[Referring expression pointing data]
☆ ☆ ☆
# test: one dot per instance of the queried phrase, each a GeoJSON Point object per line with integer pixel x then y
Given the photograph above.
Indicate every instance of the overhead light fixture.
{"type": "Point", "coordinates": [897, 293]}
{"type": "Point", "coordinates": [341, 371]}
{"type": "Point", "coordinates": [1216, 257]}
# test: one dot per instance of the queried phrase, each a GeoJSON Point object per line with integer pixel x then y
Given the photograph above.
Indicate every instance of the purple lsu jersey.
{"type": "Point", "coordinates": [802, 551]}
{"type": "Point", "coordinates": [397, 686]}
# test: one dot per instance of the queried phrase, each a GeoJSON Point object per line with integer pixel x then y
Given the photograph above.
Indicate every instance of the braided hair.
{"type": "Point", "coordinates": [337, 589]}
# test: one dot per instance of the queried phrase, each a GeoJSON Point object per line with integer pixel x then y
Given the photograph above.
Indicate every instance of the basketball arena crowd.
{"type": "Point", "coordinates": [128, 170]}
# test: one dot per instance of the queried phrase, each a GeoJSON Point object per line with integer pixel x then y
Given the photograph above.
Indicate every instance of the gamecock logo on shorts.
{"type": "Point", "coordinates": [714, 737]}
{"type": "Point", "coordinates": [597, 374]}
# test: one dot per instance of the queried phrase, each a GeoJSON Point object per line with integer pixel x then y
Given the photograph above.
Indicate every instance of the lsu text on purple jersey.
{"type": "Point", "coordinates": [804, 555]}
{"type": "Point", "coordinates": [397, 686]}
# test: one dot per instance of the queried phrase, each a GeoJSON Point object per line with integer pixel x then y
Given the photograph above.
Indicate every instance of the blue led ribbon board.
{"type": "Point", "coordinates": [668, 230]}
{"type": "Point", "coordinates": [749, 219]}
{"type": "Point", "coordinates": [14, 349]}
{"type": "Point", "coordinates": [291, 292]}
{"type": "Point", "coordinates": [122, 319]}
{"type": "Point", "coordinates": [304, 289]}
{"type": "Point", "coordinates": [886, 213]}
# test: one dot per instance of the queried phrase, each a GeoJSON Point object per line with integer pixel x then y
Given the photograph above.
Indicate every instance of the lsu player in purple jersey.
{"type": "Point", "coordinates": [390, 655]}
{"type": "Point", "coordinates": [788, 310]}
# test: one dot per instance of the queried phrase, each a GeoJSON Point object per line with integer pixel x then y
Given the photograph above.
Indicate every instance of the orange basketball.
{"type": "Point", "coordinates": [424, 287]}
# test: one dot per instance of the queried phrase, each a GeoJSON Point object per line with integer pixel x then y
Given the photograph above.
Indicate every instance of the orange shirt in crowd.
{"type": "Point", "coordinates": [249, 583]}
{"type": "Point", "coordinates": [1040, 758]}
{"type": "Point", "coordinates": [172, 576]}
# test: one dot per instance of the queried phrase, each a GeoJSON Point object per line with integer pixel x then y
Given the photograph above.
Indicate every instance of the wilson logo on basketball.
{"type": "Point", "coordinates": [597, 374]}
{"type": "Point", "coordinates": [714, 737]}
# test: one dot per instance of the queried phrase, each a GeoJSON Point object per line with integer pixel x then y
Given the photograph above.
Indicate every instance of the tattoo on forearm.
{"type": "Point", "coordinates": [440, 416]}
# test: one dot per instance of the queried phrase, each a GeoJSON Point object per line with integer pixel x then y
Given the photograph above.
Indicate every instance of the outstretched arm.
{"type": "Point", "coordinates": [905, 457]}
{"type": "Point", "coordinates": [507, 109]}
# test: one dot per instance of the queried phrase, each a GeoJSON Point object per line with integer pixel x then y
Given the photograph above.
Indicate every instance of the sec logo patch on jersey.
☆ ☆ ☆
Repeat the records exactly, leaving out none of them.

# test: one dot per instance of the queried phrase, each a GeoJSON Point object per line with integer pixel x then y
Given the photograph above.
Indicate every instance of the overhead light fixture.
{"type": "Point", "coordinates": [897, 293]}
{"type": "Point", "coordinates": [341, 371]}
{"type": "Point", "coordinates": [1216, 257]}
# test: one dot per instance of the queried phrase, each a GeoJSON Point object per line with integer pixel x then y
Given the photograph above.
Indicate every instance of the purple lsu jersey.
{"type": "Point", "coordinates": [802, 551]}
{"type": "Point", "coordinates": [397, 686]}
# test: one dot per instance of the queried phrase, each a GeoJSON Point object per line with integer pixel x then y
Given the photograph above.
Indicate every instance of the braided hair.
{"type": "Point", "coordinates": [337, 589]}
# test: one dot per instance of the queried phrase, each a GeoJSON Point object per line with integer pixel x then y
Given the photograph above.
Indicate every instance of the basketball arena crowd.
{"type": "Point", "coordinates": [128, 170]}
# test: one dot per instance of the queried phrase, each a GeoJSON Point object per line with integer pixel x then y
Given the photograph above.
Indicate every instance of the gamecock logo on shorts.
{"type": "Point", "coordinates": [714, 737]}
{"type": "Point", "coordinates": [597, 374]}
# test: one dot per instance of the queried phrase, each a GeoJSON Point object per line with integer pixel x then y
Given the photograph above.
Indicate every instance of the lsu text on purple jersey.
{"type": "Point", "coordinates": [804, 555]}
{"type": "Point", "coordinates": [397, 686]}
# test: one dot per instance of the queried phrase, each a GeoJSON Point object per line with integer pixel x then y
Given the photograph above.
Indicate every instance of the blue led ribbon board.
{"type": "Point", "coordinates": [668, 230]}
{"type": "Point", "coordinates": [749, 219]}
{"type": "Point", "coordinates": [14, 349]}
{"type": "Point", "coordinates": [291, 292]}
{"type": "Point", "coordinates": [122, 319]}
{"type": "Point", "coordinates": [304, 289]}
{"type": "Point", "coordinates": [886, 213]}
# test: one dot per instance of the queried phrase, each a GeoJSON Point object per line with integer pixel x then y
Given the photograph above.
Indicate every instance of the lsu player in purple jersey.
{"type": "Point", "coordinates": [390, 655]}
{"type": "Point", "coordinates": [788, 310]}
# test: one dot per instance of the queried phrase, each a GeoJSON Point object per line with integer pixel x then y
Given the photograph above.
Indicate every instance of the orange basketball.
{"type": "Point", "coordinates": [424, 287]}
# test: one dot per instance of the queried phrase, each a GeoJSON Point object per line with integer pixel x then y
Given the photograph above.
Indicate every instance of the orange shirt in crowd.
{"type": "Point", "coordinates": [249, 583]}
{"type": "Point", "coordinates": [1040, 758]}
{"type": "Point", "coordinates": [172, 576]}
# test: one dot per instance of the queried phrase, each a GeoJSON Point object per line with integer pixel x then y
Given the photograph above.
Indicate every instance of the wilson logo on basketball.
{"type": "Point", "coordinates": [597, 374]}
{"type": "Point", "coordinates": [714, 737]}
# test: one dot per instance of the queried phrase, each a GeoJSON Point object per line with integer pixel x then y
Given the photograph above.
Indicate every instance of the tattoo on forearm.
{"type": "Point", "coordinates": [440, 416]}
# test: one dot per instance of the queried phrase, each a GeoJSON Point object per line with integer pixel x then y
Given the photograph above.
Indicate every instance of the outstretched arm.
{"type": "Point", "coordinates": [905, 457]}
{"type": "Point", "coordinates": [507, 109]}
# test: one dot per instance of the queried phrase, each a GeoJSON Point object per line with integer pixel x then y
Given the photograph above.
Indicate every instance of the sec logo patch on jersey.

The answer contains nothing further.